(Beginning of Entries shown)

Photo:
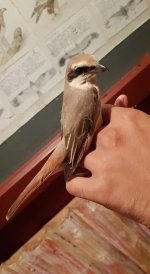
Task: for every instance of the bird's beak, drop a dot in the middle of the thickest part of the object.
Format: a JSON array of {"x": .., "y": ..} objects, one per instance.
[{"x": 100, "y": 68}]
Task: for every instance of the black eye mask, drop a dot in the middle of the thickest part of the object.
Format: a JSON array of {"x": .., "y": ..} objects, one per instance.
[{"x": 79, "y": 71}]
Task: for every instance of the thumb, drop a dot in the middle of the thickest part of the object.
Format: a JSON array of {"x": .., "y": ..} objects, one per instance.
[{"x": 81, "y": 187}]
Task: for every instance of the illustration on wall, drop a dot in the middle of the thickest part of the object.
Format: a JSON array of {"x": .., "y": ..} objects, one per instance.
[{"x": 41, "y": 5}]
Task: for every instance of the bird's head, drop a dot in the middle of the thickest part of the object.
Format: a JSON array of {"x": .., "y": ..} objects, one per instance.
[{"x": 83, "y": 68}]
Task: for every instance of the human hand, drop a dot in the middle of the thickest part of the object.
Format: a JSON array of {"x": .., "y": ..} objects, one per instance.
[{"x": 120, "y": 166}]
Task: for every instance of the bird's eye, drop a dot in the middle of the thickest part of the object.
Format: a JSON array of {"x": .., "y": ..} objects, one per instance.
[
  {"x": 81, "y": 70},
  {"x": 92, "y": 68}
]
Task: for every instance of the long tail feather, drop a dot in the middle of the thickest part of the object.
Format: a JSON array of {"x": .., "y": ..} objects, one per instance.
[{"x": 53, "y": 165}]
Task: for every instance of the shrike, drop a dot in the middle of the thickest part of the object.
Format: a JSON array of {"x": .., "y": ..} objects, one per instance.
[{"x": 80, "y": 118}]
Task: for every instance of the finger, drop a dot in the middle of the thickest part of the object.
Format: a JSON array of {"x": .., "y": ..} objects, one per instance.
[
  {"x": 121, "y": 101},
  {"x": 80, "y": 187}
]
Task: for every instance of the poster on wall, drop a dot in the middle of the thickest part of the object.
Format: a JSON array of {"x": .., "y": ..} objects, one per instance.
[{"x": 38, "y": 37}]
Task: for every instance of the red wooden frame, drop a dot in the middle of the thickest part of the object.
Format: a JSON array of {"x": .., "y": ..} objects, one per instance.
[{"x": 49, "y": 199}]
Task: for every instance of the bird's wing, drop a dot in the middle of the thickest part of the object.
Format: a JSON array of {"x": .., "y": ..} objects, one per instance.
[{"x": 78, "y": 139}]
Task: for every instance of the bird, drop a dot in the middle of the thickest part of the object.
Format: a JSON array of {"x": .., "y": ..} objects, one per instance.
[
  {"x": 81, "y": 117},
  {"x": 14, "y": 46}
]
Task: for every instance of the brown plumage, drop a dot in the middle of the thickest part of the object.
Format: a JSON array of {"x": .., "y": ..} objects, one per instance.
[{"x": 80, "y": 118}]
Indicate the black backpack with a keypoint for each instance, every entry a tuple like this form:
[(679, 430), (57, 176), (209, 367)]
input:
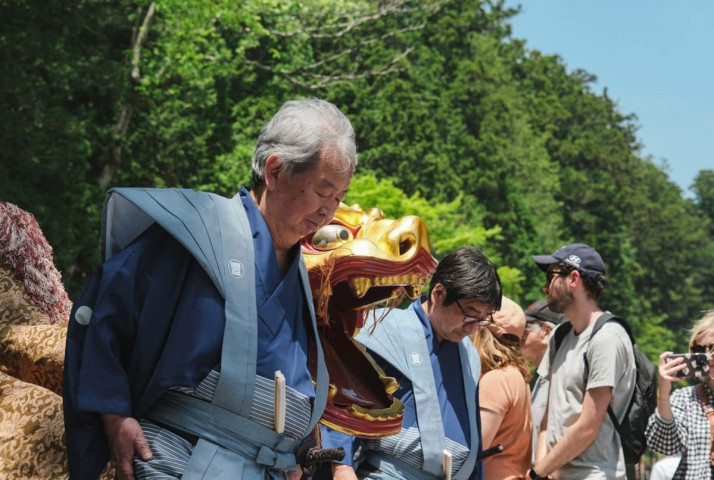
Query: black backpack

(End of Entries shown)

• _Exercise instructions_: Images are to be omitted; repeat the remaining data above exactly.

• _Result below_:
Photo:
Task: for every instance of the bird's beak, drop a dot in the middle of the thickest part of the object.
Format: a JSON array of {"x": .., "y": ..} objects, one per instance.
[{"x": 100, "y": 68}]
Task: for every instance of the black eye mask, drop a dot in the middle of the thickest part of the object.
Format: a JSON array of {"x": .., "y": ..} objects, one per instance.
[{"x": 79, "y": 71}]
Task: for every instance of the thumb, drop a dot in the middle of the thickest part of the object.
Format: a JSON array of {"x": .., "y": ..} objects, one per instance.
[{"x": 81, "y": 187}]
Task: for every instance of the illustration on wall, drop a dot in the middle of the thickest part of the object.
Format: a JSON array of {"x": .., "y": ..} objects, one per instance.
[{"x": 41, "y": 5}]
Task: for every instance of the bird's head, drop a dot in the middle of the thickest part of the object.
Format: a JSON array of {"x": .., "y": ..} objects, one per instance.
[{"x": 83, "y": 68}]
Task: for every instance of the human hand, drop a dot in the middle of the thickest part of the object.
Format: a JSON array of {"x": .., "y": ..} objects, one per instance.
[{"x": 120, "y": 166}]
Task: for every instance of the bird's eye, drop a dot in the middle of the thickest part of the object.
Format: a JSON array of {"x": .., "y": ..} objects, one per instance.
[
  {"x": 81, "y": 70},
  {"x": 92, "y": 68}
]
Task: for every instance of the long tail feather, drop a dot in the middle of the thickest part of the object.
Format: a JSON array of {"x": .., "y": ..} objects, one per instance.
[{"x": 53, "y": 165}]
Task: for every instance of the shrike, drop a dot in the middle of the thickest part of the object.
Format: a JSON array of {"x": .., "y": ..} objects, one per instance.
[{"x": 80, "y": 118}]
Task: for every instance of the finger, drop a dot in the middle of the thickest part of the object.
Format: a JSON array of {"x": .., "y": ..} objects, one per instance.
[
  {"x": 121, "y": 101},
  {"x": 80, "y": 187}
]
Task: for every instance of the poster on wall, drop a dot in the middle of the thickest part of the object.
Format: a JSON array of {"x": .., "y": ..} objects, one per instance.
[{"x": 38, "y": 37}]
Task: for every instance of the red wooden frame, drop a dot in the middle of the thickest part of the object.
Format: a JSON array of {"x": .., "y": ..} objects, one per instance.
[{"x": 49, "y": 199}]
Task: for every instance of the bird's wing, drop a dot in the middle of the thickest part of the object.
Format: a JSON array of {"x": .., "y": ..} objects, one per instance.
[{"x": 78, "y": 139}]
Task: for every instance of the bird, drop a dot in the middle of the thickest part of the object.
Format: a JSON array of {"x": .., "y": ..} objects, one per instance.
[
  {"x": 81, "y": 117},
  {"x": 14, "y": 46}
]
Task: for every instance of the brown plumage, drop a dot in the middle of the thickest part of the object.
Format: a JSON array of {"x": .., "y": ..} objects, one per instance.
[{"x": 80, "y": 118}]
Indicate the black backpack with a keypoint for each instance, every entry a tuple like this form:
[(679, 430), (57, 176), (209, 367)]
input:
Query: black backpack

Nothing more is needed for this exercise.